Tarea 1 »
En el cuaderno sobre funciones de PySpark, ¿de qué fichero se obtiene el DataFrame?
Tarea 2 »
Enumera todas las columnas que aparecen en el esquema del DataFrame en el cuaderno sobre funciones de PySpark.
Tarea 3 »
Continúa el cuaderno sobre funciones de PySpark a partir de su última línea.

Texto del ejercicio »
# Funciones

In [0]:
from pyspark.sql.functions import *

#### Fechas

In [0]:
from pyspark.sql.functions import to_date

# Obtenemos el dataFrame a partir del fichero pdi_sales_small.csv
df = spark.read.option("sep",";").option("header", "true").option("inferSchema", "true").csv("/FileStore/tables/pdi_sales_small.csv")
df.printSchema()

root
 |-- ProductID: integer (nullable = true)
 |-- Date: string (nullable = true)
 |-- Zip: string (nullable = true)
 |-- Units: integer (nullable = true)
 |-- Revenue: double (nullable = true)
 |-- Country: string (nullable = true)



In [0]:
# Cambiamos el tipo de dato a la fecha
df = df.withColumn("Date", to_date(df.Date, "M/d/yyy"))
df.printSchema()

root
 |-- ProductID: integer (nullable = true)
 |-- Date: date (nullable = true)
 |-- Zip: string (nullable = true)
 |-- Units: integer (nullable = true)
 |-- Revenue: double (nullable = true)
 |-- Country: string (nullable = true)



In [0]:
df.show(5)

Datos para señalar regiones:
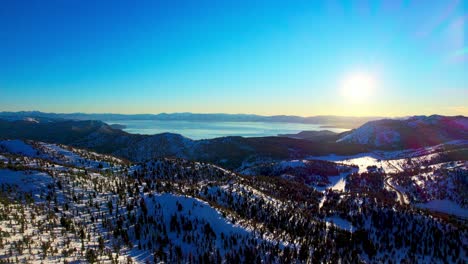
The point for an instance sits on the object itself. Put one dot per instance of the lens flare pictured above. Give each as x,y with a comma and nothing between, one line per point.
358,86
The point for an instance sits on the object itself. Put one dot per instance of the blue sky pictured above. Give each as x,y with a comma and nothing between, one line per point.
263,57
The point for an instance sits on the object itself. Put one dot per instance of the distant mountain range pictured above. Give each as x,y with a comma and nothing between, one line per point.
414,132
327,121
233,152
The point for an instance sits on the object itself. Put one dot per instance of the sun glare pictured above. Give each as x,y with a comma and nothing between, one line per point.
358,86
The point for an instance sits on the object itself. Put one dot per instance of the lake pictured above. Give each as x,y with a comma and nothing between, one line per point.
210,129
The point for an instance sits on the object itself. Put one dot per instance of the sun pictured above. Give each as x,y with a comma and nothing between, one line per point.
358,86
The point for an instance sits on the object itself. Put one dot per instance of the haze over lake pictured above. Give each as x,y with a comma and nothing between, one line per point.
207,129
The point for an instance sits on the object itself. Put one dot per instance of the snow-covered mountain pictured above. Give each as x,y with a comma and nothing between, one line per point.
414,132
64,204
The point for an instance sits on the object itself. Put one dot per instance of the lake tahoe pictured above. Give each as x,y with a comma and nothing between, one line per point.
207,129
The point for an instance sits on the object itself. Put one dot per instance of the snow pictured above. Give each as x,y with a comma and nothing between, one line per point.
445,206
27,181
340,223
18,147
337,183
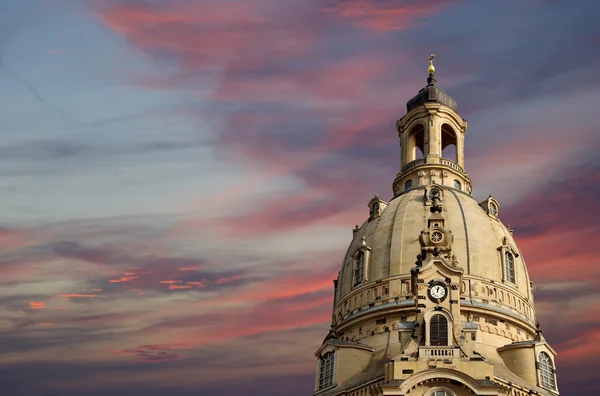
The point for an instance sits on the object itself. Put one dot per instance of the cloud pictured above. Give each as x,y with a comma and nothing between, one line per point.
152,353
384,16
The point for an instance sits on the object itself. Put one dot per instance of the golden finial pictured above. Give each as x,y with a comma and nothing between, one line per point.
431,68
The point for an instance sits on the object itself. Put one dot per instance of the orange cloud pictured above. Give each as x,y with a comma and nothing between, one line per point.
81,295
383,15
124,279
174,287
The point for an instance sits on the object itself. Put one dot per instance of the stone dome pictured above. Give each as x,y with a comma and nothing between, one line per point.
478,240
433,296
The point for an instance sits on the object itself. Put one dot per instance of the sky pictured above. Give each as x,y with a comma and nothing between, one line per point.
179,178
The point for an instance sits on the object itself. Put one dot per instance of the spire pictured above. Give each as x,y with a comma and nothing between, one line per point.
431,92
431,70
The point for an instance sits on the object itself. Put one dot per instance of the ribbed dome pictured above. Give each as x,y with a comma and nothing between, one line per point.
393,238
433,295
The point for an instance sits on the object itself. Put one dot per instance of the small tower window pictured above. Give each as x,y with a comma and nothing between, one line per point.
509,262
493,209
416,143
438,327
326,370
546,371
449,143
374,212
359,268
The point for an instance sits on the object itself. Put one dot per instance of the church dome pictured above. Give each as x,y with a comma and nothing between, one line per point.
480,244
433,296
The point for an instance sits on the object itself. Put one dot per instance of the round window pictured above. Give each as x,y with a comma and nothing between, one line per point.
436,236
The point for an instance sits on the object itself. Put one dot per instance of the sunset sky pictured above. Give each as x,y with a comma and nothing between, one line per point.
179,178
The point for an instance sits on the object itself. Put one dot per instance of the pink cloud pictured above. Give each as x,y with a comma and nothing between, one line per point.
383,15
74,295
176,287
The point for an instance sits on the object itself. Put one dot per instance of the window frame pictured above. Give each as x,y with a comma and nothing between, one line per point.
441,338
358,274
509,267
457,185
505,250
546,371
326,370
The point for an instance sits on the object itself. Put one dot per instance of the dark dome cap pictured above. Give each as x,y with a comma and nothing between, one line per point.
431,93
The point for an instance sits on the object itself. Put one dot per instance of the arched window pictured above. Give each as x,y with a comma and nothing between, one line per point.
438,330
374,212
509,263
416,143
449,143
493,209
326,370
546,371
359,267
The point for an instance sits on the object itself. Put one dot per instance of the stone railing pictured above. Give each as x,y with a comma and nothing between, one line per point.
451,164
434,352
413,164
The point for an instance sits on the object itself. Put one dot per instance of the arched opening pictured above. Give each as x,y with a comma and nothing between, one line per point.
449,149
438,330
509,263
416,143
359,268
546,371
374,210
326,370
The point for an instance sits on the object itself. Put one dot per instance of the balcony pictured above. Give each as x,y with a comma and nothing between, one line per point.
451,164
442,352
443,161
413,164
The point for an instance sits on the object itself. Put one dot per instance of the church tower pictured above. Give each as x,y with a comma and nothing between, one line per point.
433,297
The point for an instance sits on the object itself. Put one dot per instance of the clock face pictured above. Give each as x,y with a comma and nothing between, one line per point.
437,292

Respuesta escrita 1 »
Del fichero pdi_sales_small.csv.

Respuesta escrita 2 »
ProductID, Date, Zip, Units, Revenue, Country

Respuesta escrita 3 »
+---------+----------+---------------+-----+-------+-------+
|ProductID|      Date|            Zip|Units|Revenue|Country|
+---------+----------+---------------+-----+-------+-------+
|      725|1999-01-15|41540          |    1|  115.5|Germany|
|      787|2002-06-06|41540          |    1|  314.9|Germany|
|      788|2002-06-06|41540          |    1|  314.9|Germany|
|      940|1999-01-15|22587          |    1|  687.7|Germany|
|      396|1999-01-15|22587          |    1|  857.1|Germany|
+---------+----------+---------------+-----+-------+-------+
only showing top 5 rows



In [0]:
df.select("Date", date_format("Date", "dd-MM-yyy"),
         next_day("Date", "Sun"), last_day("Date"),
            dayofmonth("Date"), dayofyear("Date"),
            month("Date"), year("Date")).show(2)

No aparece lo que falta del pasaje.